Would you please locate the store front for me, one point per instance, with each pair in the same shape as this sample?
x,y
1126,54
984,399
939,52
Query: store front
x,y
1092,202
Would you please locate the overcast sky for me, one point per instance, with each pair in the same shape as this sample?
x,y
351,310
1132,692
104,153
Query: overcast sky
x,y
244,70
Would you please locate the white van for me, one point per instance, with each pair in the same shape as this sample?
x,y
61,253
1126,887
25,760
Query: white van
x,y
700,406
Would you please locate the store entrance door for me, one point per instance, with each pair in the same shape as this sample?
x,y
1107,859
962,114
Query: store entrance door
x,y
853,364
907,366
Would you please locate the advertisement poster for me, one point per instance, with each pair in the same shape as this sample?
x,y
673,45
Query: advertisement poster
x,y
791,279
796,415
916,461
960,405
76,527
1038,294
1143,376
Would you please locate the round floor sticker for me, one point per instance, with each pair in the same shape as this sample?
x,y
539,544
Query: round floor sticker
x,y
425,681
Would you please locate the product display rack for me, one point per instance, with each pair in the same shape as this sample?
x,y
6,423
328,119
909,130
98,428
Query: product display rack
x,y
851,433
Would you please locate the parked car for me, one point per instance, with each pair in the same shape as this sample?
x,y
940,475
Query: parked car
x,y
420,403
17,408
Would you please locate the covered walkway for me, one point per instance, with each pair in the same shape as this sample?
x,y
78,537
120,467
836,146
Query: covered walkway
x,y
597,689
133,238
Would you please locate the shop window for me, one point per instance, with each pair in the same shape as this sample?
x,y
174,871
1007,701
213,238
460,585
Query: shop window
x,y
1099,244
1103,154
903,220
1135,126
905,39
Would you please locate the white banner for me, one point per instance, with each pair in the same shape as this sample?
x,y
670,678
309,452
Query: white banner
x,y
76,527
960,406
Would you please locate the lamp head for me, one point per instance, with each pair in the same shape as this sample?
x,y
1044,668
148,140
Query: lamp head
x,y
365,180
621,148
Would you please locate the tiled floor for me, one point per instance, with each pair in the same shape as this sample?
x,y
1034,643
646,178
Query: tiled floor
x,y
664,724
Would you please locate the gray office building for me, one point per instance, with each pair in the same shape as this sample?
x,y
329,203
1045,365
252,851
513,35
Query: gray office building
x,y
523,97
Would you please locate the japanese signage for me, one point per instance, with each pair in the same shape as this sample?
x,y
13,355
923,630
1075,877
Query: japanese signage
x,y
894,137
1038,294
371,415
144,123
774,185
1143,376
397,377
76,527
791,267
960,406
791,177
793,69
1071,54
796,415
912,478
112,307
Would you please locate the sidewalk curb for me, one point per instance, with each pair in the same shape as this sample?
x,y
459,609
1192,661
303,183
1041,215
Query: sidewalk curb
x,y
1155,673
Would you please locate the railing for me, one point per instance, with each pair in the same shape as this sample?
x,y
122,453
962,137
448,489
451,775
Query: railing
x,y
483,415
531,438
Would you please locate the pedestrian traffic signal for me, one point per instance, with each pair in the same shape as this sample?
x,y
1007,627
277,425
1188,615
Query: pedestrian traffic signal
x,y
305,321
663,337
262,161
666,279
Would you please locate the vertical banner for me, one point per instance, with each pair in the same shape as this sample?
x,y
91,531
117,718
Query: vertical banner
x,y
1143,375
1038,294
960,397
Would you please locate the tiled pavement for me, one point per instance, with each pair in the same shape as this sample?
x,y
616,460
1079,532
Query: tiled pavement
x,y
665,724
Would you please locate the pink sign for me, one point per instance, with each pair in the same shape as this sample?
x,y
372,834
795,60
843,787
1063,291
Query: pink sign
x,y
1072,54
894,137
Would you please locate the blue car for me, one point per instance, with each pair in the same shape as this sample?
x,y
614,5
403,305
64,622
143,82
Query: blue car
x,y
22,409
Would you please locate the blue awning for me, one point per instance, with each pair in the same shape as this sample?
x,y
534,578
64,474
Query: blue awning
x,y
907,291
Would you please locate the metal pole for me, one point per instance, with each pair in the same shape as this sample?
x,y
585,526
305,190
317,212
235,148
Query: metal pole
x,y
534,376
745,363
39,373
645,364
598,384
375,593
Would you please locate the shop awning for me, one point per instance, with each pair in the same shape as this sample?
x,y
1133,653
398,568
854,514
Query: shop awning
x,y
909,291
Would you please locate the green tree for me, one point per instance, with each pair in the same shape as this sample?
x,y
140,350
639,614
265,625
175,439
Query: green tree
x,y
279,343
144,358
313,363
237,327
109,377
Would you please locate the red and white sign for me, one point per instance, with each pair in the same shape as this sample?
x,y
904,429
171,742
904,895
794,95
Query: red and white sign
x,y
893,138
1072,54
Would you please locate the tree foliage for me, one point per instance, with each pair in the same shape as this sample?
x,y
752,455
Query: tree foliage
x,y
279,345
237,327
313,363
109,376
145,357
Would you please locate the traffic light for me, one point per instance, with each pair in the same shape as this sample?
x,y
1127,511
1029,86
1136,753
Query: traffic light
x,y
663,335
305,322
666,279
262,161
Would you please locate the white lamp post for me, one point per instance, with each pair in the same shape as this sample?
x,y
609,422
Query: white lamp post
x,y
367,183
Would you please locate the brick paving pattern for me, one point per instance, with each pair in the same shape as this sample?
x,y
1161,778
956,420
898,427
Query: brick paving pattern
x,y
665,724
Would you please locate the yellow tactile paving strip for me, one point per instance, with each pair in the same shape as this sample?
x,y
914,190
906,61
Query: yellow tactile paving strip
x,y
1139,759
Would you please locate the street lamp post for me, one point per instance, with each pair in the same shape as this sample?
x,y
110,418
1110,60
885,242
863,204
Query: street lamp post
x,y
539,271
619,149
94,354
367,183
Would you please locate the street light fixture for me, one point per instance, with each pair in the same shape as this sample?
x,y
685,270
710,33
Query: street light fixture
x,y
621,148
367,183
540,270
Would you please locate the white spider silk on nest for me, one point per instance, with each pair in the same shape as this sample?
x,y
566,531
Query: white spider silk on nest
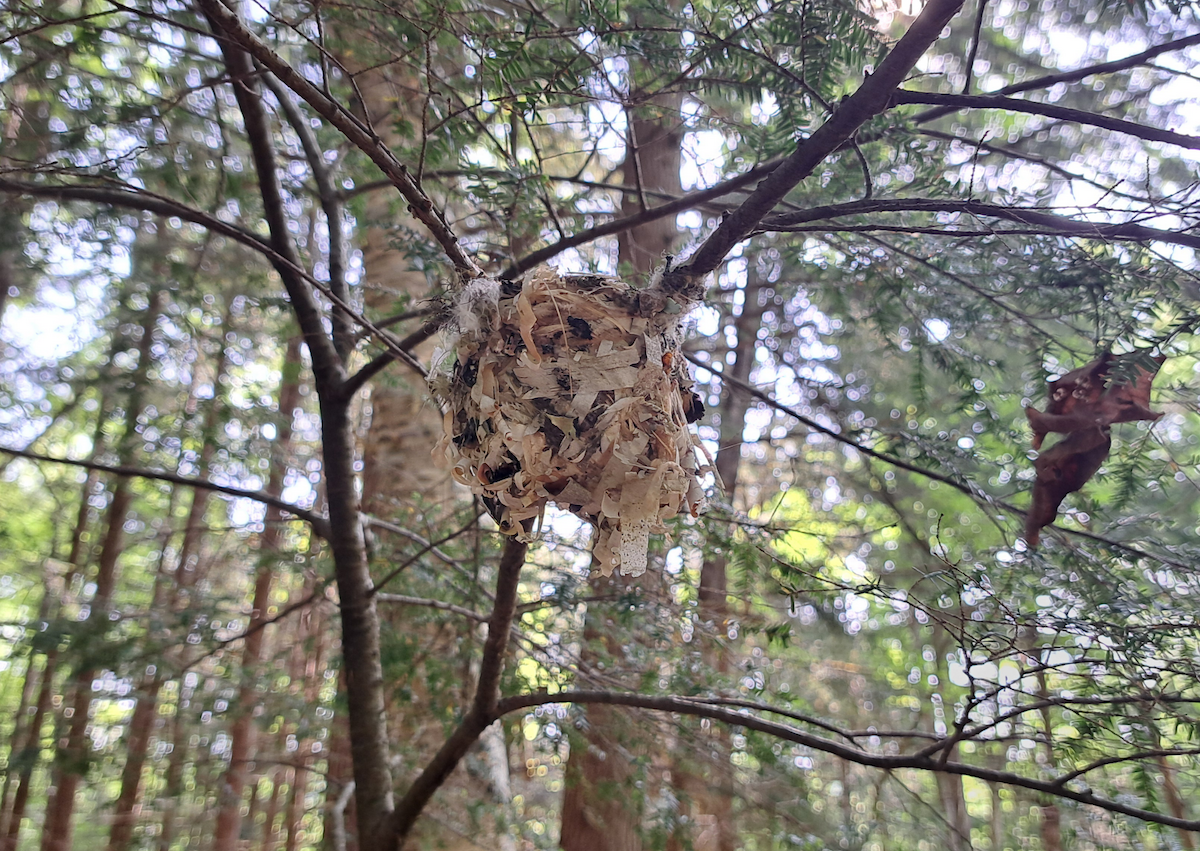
x,y
569,390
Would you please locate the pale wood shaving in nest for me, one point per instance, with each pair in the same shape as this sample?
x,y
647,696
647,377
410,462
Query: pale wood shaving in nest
x,y
558,389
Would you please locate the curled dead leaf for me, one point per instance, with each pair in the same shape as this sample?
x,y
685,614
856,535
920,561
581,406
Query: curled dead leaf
x,y
1084,403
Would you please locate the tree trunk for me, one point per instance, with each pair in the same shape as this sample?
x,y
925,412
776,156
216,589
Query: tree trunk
x,y
244,732
705,780
598,815
72,755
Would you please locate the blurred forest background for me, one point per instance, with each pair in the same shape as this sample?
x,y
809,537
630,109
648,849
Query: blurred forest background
x,y
209,277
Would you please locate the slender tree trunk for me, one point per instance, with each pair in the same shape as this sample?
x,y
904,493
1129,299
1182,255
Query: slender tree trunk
x,y
244,732
73,755
76,559
706,779
35,700
598,814
1051,819
141,727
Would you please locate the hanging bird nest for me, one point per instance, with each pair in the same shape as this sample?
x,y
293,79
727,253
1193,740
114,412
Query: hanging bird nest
x,y
573,390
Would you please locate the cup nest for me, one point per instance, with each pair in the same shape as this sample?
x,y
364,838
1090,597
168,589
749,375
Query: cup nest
x,y
571,390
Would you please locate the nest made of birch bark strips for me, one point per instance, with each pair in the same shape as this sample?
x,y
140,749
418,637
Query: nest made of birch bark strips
x,y
568,390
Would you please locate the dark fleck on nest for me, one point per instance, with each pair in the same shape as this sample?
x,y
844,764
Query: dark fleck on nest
x,y
577,396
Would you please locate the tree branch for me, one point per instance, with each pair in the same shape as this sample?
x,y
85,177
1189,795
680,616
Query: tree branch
x,y
1014,105
693,707
871,99
426,603
1047,81
1050,222
328,366
232,29
629,222
331,205
319,523
136,199
484,707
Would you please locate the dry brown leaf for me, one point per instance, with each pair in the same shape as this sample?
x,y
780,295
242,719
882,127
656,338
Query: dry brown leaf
x,y
1083,405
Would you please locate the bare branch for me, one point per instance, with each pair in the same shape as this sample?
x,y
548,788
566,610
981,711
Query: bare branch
x,y
685,706
1014,105
871,99
1049,222
426,603
1048,81
419,203
484,707
319,525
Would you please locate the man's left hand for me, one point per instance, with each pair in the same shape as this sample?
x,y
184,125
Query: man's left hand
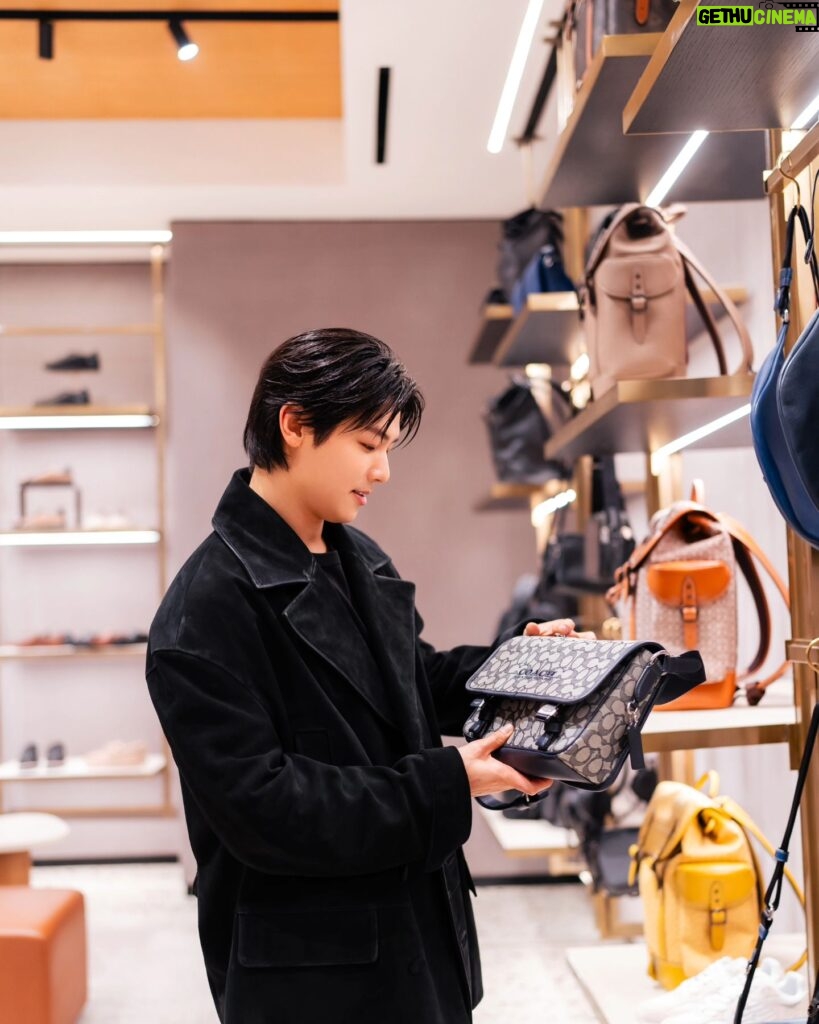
x,y
557,628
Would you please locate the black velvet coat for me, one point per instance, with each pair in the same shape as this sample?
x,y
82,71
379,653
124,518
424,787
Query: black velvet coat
x,y
324,813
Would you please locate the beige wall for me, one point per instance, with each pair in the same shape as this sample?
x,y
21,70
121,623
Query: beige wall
x,y
238,290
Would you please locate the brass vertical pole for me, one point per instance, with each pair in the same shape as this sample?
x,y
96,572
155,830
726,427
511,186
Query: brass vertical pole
x,y
803,566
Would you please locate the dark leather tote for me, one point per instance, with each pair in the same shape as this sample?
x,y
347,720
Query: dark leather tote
x,y
587,562
518,432
784,403
523,237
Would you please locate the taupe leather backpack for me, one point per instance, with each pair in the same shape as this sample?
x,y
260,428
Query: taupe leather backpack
x,y
634,300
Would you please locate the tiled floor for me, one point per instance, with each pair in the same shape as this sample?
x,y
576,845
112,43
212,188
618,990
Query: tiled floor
x,y
146,968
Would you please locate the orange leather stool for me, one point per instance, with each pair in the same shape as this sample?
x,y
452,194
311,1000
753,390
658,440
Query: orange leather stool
x,y
43,961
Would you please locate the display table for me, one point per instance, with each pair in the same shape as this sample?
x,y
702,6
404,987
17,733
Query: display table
x,y
614,977
18,834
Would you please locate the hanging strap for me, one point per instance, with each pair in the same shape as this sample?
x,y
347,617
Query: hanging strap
x,y
774,891
691,263
745,550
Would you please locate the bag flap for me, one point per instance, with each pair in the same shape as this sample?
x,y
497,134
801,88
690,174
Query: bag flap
x,y
552,670
719,884
688,583
653,275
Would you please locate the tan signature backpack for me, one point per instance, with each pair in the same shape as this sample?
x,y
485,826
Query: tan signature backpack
x,y
681,588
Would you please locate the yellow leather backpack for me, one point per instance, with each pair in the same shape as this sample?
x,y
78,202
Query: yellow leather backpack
x,y
698,878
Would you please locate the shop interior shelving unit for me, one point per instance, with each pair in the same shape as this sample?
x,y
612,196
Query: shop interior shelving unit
x,y
653,86
147,419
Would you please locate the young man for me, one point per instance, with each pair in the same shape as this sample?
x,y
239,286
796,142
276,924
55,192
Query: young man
x,y
304,713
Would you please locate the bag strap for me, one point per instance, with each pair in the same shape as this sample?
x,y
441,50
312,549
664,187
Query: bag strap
x,y
692,263
746,549
774,891
626,211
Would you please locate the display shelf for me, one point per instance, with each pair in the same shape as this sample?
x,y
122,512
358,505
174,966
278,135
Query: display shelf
x,y
529,837
643,416
77,768
76,538
506,497
615,980
497,318
595,164
38,412
550,330
79,331
45,652
723,79
792,163
547,330
740,725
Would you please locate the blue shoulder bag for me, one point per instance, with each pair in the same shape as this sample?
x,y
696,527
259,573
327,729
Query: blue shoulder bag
x,y
784,404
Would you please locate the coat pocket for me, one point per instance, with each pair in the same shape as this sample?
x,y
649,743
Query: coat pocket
x,y
307,938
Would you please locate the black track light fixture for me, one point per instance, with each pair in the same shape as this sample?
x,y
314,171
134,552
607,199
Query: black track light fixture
x,y
46,39
185,48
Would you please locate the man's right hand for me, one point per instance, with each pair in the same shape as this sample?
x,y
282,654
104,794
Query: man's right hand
x,y
487,774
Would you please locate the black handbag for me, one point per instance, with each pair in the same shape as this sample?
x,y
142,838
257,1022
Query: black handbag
x,y
518,431
587,562
523,237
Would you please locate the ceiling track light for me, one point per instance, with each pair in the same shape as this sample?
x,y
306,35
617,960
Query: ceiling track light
x,y
45,39
185,49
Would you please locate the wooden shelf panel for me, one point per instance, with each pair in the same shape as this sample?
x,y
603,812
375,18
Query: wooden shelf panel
x,y
549,329
642,416
529,837
45,652
496,323
78,331
724,78
76,769
594,164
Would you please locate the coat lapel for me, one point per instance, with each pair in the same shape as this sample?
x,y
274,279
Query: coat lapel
x,y
324,621
387,605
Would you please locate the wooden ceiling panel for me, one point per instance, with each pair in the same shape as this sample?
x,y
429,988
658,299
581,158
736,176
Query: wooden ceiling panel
x,y
122,70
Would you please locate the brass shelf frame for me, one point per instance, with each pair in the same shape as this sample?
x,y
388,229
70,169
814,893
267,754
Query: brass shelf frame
x,y
155,331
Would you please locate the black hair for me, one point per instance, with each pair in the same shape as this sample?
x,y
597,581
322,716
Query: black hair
x,y
333,376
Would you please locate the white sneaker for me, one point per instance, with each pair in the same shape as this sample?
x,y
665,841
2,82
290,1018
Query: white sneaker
x,y
689,992
770,999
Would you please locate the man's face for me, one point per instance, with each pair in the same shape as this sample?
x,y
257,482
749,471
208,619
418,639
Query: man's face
x,y
336,479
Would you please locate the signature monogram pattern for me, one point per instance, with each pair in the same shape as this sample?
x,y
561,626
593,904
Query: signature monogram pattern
x,y
592,685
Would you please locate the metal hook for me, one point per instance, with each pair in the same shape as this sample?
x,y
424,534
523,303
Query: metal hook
x,y
812,646
790,177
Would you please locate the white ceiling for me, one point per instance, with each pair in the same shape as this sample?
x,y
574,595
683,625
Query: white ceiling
x,y
448,60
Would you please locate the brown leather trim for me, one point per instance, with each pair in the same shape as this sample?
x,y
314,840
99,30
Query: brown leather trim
x,y
682,583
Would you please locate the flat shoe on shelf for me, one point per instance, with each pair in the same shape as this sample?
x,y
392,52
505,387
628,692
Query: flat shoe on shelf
x,y
29,757
67,398
75,361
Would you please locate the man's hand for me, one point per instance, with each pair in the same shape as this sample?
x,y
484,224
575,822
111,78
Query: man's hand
x,y
487,774
557,628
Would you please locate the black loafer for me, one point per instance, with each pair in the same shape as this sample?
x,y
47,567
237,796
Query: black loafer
x,y
29,757
75,361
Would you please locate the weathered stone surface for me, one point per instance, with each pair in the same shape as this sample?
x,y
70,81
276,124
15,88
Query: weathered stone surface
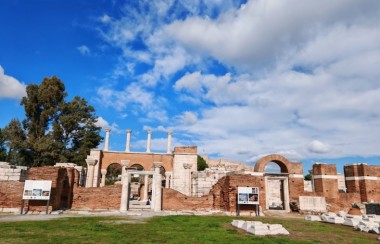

→ **Work instruction**:
In the preceding material, find each line holding the word "stone" and copy it out.

→ **Exercise solution**:
Would you please locate the weathered stone surface for me, one point per instance, with each pair in the same shape as this sample?
Query: weathered stone surface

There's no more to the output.